PARTS OF THE EXERCISE —
**a.** In the article on the Mori3 modular robot below, what do Paik's team share among the robot's individual agents to lower its odds of failure?
**b.** List every institution or organizational unit named in the article on the Mori3 modular robot below.

[PASSAGE TO READ Boundary: Start]

The Mori3 modular origami robot. Image credit: EPFL. Reproduced under CC-BY-SA.
By Celia Luterbacher
If the goal of a robot is to perform a function, then minimizing the possibility of failure is a top priority when it comes to robotic design. But this minimization is at odds with the robotic raison d’être: systems with multiple units, or agents, can perform more diverse functions, but they also have more different parts that can potentially fail.
Researchers led by Jamie Paik, head of the Reconfigurable Robotics Laboratory (RRL) in EPFL’s School of Engineering, have not only circumvented this problem, but flipped it: they have designed a modular robot that actually lowers its odds of failure by sharing resources among its individual agents.
“For the first time, we have found a way to reverse the trend of increasing odds of failure with increasing function,” Paik explains. “We introduce local resource sharing as a new paradigm in robotics, reducing the failure rate with a larger number of modules.”

[PASSAGE TO READ Boundary: End]
[SUPPLIED DATA Boundary: Start]

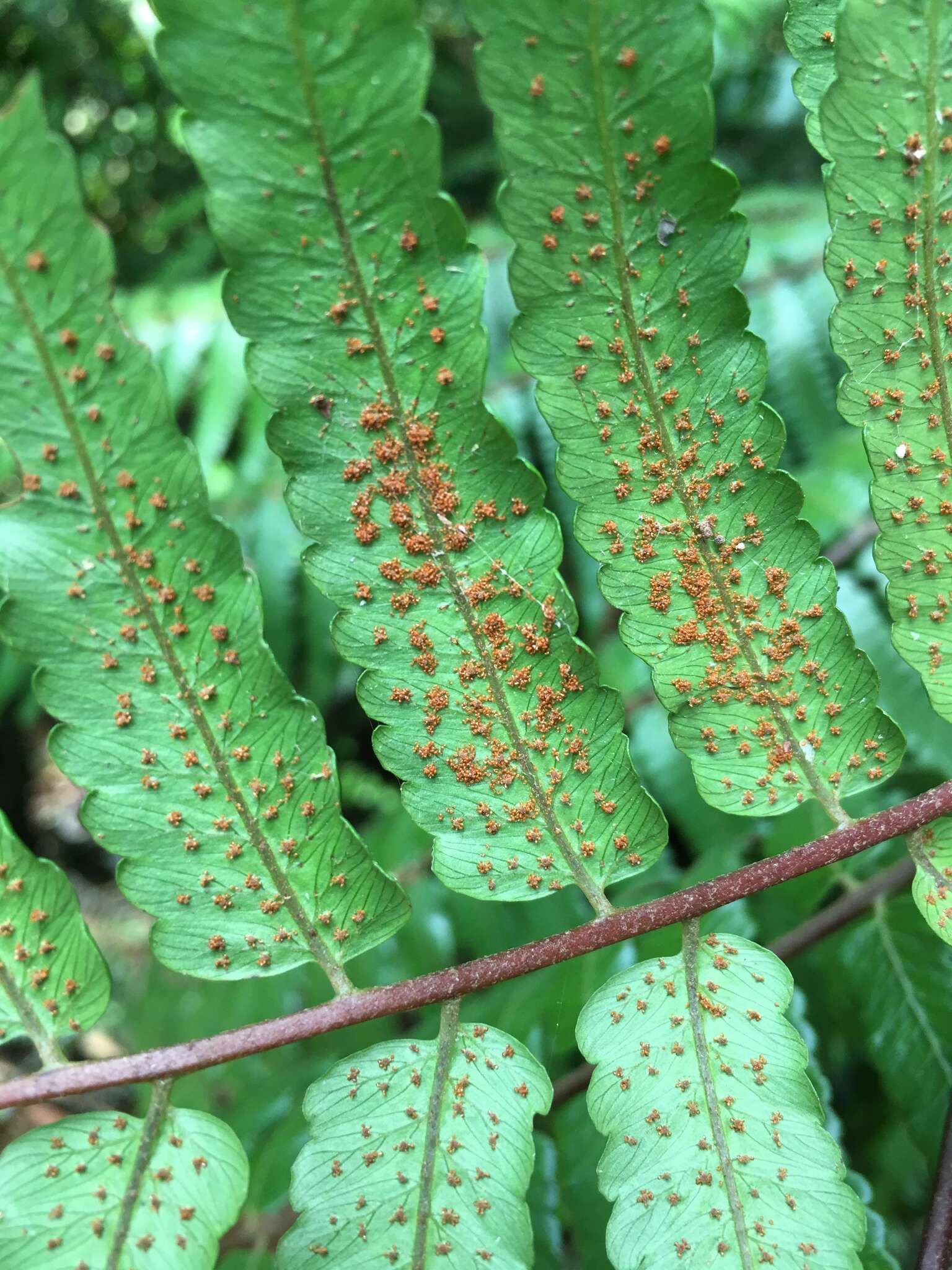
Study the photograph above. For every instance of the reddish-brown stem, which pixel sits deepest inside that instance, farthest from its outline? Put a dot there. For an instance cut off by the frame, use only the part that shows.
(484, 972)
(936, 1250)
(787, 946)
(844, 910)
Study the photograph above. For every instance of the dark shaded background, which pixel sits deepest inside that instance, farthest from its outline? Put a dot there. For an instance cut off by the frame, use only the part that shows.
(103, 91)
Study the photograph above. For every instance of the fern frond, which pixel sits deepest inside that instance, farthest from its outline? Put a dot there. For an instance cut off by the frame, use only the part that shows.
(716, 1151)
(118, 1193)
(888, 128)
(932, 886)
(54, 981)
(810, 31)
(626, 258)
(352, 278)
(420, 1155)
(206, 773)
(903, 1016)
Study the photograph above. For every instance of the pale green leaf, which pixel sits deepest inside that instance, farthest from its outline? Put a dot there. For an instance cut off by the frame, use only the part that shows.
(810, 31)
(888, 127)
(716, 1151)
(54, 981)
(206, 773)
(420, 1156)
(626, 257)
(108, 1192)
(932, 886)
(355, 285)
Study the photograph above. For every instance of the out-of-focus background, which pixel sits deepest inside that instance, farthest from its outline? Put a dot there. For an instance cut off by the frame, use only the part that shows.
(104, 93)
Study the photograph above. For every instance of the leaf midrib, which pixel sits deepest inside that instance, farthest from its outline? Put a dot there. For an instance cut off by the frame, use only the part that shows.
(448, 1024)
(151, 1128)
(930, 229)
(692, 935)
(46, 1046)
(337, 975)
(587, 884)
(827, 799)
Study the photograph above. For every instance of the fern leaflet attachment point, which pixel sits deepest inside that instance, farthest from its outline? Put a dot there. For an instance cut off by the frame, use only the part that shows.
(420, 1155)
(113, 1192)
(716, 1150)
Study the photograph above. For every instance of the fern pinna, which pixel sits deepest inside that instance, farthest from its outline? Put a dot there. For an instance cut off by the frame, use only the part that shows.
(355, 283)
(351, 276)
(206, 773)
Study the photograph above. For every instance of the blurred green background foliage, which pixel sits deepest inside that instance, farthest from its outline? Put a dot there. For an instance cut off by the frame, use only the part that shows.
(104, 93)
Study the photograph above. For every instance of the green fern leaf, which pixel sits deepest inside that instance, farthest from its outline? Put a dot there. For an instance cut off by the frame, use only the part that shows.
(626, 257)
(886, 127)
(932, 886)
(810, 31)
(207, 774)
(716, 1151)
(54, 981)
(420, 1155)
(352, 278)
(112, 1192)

[SUPPLIED DATA Boundary: End]
[SUPPLIED DATA Boundary: Start]

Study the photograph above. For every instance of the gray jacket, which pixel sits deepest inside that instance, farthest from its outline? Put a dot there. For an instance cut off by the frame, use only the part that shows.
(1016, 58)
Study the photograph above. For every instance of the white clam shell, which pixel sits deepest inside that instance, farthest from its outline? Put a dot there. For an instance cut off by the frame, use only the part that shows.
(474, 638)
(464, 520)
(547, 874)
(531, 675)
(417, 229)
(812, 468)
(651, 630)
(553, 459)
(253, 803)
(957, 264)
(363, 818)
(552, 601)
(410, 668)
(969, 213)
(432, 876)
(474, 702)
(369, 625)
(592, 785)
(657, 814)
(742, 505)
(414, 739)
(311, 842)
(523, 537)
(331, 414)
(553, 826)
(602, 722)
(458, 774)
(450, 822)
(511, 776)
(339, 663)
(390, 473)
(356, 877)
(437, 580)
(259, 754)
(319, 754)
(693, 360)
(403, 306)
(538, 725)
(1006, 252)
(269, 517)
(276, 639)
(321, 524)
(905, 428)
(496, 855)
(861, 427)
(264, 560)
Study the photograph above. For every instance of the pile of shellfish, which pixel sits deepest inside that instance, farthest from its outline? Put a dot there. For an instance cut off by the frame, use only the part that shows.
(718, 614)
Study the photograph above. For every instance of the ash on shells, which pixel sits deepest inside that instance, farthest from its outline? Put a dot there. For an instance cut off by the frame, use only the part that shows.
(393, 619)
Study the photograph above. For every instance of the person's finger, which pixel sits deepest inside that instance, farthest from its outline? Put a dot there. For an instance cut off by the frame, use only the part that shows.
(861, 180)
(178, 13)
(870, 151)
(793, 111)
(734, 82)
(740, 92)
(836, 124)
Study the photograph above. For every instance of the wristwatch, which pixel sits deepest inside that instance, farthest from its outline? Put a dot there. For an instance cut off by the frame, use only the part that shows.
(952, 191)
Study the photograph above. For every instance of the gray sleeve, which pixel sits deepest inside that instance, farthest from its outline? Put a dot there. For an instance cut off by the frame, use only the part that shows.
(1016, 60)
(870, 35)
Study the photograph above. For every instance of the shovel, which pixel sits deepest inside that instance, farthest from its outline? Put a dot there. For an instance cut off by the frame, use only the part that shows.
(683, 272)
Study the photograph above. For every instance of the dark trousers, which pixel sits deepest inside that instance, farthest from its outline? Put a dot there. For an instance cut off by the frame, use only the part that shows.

[SUPPLIED DATA Boundary: End]
[SUPPLIED DATA Boundary: Start]

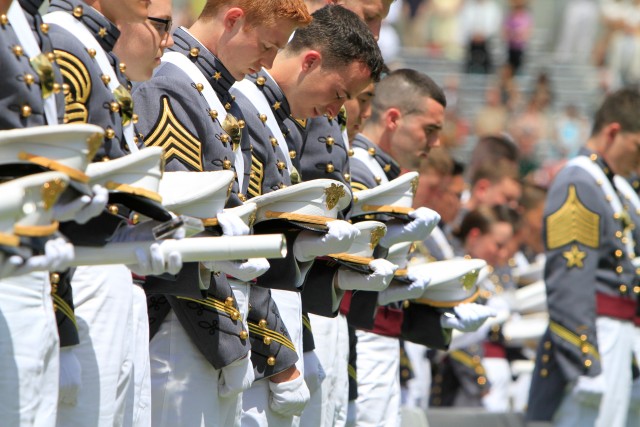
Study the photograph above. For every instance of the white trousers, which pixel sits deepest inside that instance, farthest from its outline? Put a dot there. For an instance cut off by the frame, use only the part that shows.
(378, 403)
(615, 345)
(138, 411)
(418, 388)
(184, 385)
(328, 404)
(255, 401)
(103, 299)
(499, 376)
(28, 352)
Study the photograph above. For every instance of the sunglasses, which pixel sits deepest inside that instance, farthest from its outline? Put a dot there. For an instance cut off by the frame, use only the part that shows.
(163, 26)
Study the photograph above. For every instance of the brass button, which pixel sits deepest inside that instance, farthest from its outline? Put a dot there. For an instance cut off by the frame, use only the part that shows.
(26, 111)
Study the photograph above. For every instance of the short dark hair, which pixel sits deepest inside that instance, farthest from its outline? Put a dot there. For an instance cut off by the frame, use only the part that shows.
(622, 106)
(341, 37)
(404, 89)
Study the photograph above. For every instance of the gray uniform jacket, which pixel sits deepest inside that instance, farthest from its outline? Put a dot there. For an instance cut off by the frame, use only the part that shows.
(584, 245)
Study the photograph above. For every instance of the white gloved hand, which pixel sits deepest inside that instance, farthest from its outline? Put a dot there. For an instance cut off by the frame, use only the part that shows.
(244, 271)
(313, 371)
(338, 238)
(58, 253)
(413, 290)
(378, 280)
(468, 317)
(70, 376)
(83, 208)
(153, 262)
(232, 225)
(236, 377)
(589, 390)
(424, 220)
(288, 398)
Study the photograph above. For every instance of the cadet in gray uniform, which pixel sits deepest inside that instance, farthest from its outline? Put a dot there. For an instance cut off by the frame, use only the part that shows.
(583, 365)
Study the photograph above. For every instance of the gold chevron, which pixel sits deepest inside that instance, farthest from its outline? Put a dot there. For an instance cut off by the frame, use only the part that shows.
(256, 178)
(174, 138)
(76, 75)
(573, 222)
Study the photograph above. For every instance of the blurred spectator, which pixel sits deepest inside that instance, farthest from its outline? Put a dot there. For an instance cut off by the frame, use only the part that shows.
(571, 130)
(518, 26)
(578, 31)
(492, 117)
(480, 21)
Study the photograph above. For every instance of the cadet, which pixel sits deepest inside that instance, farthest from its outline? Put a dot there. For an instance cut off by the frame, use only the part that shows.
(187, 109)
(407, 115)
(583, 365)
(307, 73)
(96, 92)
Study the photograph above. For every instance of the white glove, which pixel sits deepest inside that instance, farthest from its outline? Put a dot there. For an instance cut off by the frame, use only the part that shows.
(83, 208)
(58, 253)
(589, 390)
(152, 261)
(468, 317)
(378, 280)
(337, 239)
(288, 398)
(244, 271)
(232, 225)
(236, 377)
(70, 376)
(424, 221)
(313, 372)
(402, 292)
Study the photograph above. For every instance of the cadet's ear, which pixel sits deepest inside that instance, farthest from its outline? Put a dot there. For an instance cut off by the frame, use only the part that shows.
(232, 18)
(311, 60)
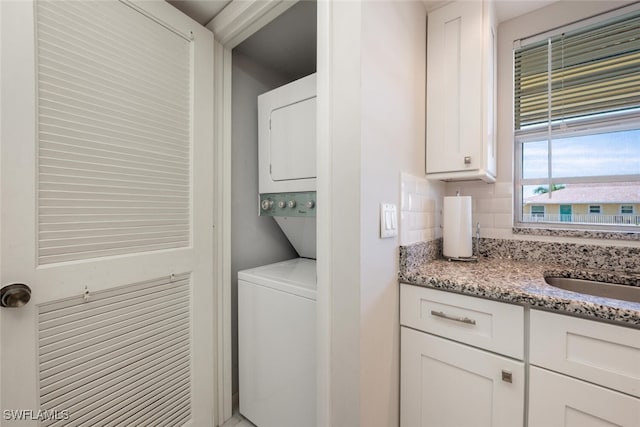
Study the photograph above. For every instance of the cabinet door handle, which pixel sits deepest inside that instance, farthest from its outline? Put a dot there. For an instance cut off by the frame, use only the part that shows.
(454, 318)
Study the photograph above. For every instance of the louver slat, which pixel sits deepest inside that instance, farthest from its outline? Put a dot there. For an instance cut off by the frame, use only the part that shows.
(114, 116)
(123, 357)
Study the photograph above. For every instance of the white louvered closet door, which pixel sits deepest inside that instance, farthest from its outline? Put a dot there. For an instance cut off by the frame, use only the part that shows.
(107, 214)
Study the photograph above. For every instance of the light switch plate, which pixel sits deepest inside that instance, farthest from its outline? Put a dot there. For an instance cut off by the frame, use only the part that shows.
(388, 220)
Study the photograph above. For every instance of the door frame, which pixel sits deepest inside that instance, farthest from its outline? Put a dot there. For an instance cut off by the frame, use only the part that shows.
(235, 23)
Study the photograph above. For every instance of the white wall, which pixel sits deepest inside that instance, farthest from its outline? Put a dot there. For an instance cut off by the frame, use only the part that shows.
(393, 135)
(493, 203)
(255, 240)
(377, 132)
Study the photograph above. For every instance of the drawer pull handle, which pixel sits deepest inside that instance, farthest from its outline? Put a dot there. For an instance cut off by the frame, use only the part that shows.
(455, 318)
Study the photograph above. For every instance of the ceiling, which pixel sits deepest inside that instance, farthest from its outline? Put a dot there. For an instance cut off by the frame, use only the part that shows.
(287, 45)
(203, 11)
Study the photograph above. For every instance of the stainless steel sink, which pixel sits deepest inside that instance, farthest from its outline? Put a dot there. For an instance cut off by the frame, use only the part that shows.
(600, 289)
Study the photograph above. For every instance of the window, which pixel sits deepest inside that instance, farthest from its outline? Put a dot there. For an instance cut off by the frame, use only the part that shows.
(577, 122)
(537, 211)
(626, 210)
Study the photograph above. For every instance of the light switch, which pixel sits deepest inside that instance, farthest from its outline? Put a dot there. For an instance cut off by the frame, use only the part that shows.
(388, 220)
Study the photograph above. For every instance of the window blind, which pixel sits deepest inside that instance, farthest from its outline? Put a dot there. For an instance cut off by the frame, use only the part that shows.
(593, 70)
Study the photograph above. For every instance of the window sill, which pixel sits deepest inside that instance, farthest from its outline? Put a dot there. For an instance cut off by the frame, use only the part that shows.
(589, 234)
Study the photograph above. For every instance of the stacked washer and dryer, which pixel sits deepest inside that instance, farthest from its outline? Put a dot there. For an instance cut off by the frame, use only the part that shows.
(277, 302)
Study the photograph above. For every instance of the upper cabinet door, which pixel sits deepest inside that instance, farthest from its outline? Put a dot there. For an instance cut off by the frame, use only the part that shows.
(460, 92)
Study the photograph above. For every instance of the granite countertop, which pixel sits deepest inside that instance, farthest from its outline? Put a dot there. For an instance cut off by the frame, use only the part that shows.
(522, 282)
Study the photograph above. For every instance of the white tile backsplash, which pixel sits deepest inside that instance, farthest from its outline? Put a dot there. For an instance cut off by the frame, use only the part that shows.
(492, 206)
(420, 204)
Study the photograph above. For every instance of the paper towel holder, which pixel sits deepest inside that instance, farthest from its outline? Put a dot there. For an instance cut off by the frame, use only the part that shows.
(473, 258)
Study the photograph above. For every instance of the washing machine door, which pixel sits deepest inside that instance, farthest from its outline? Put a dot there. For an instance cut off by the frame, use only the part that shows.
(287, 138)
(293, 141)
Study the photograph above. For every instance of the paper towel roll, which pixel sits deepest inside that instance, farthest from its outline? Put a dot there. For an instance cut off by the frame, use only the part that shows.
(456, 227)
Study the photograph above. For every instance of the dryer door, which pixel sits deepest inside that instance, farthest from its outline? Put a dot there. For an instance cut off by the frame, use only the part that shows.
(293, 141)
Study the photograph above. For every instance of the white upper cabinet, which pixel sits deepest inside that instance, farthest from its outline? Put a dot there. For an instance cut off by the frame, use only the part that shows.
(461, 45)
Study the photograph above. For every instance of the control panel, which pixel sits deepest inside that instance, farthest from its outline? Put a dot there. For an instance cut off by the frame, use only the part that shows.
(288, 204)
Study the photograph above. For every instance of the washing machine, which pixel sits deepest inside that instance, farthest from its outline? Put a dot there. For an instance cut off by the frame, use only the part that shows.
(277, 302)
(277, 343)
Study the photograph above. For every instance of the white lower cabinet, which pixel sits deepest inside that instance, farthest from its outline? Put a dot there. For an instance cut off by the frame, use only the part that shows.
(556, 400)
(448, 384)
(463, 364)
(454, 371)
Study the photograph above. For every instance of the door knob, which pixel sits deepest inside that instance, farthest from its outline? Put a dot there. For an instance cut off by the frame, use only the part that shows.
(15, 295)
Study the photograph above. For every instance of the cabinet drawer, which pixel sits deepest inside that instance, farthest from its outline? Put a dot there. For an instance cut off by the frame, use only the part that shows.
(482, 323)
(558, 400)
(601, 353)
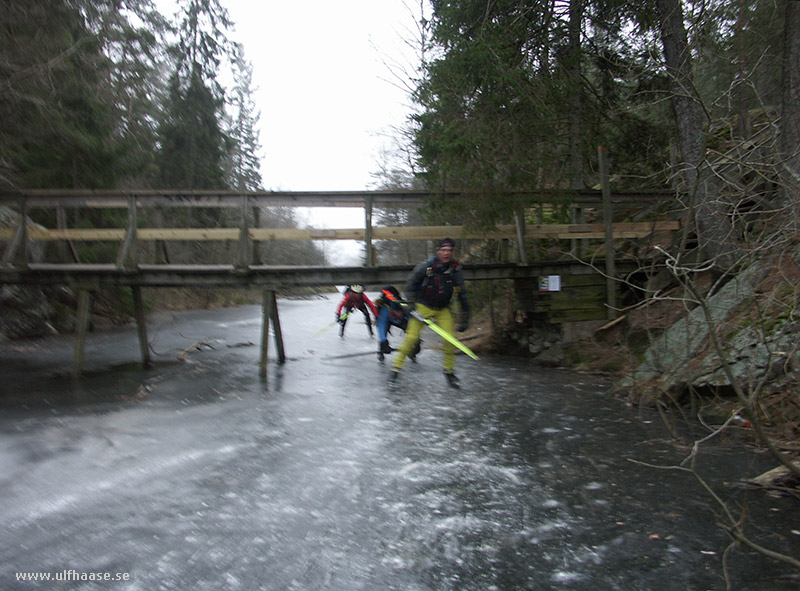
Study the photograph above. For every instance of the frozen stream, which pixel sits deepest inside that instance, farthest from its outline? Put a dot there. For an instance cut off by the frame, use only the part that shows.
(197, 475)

[SUPPLIED DATA Boundary: End]

ANSWERS TO THIS EXERCISE —
**a.** Resources.

**b.** EPFL, the Reconfigurable Robotics Laboratory (RRL), and EPFL's School of Engineering.